## Task requirements
Display every line of the material below that contains the string "person", copied in full. Case counts when matching.

### Items

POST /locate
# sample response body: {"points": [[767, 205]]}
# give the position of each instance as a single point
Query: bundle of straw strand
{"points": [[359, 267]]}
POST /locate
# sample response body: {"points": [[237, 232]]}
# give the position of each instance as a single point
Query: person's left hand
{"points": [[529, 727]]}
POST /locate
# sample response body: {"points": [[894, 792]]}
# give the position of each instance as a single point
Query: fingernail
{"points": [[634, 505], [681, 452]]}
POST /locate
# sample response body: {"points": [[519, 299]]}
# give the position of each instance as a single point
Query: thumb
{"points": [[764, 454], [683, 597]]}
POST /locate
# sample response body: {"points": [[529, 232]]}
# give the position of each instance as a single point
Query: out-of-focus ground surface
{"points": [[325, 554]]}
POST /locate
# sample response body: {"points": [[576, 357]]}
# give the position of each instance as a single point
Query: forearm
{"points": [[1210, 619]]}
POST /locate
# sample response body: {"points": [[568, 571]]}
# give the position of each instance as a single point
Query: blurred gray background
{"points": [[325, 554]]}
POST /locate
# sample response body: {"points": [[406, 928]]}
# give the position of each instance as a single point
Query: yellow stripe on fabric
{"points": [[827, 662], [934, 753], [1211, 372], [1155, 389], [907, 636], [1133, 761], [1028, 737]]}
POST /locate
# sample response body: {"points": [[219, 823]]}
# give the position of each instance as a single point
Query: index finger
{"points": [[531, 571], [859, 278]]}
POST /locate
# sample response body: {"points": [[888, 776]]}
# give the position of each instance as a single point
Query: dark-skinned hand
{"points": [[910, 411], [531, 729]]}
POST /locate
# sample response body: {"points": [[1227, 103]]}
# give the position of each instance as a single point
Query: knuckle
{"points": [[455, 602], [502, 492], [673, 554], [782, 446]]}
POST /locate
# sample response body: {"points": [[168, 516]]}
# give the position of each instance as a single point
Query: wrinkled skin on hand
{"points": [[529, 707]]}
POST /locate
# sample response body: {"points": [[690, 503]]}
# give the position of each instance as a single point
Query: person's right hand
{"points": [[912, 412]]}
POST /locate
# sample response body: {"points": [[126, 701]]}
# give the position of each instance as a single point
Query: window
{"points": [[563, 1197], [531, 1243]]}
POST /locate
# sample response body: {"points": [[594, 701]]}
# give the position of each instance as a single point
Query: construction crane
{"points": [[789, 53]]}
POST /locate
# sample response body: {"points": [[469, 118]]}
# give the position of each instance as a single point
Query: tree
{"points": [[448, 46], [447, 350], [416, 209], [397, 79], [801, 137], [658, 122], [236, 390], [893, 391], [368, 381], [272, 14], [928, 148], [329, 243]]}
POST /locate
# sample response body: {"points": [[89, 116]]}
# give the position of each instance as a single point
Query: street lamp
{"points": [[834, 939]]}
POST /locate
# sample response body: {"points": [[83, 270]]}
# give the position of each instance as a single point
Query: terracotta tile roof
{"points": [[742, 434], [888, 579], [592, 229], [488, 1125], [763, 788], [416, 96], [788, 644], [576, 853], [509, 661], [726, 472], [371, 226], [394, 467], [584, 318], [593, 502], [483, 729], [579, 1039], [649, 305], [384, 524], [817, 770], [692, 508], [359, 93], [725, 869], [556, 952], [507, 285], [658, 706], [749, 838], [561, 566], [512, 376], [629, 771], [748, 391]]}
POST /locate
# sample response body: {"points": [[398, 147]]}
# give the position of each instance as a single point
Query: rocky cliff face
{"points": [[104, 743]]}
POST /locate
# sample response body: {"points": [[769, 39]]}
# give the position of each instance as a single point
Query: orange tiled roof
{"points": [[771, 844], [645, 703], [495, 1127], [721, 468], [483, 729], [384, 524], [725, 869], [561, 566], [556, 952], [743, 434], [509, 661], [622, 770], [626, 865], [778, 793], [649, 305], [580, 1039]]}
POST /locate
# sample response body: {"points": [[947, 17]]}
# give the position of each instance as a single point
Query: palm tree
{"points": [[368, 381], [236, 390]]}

######

## Answer for the task
Query: person's left hand
Query: person's right hand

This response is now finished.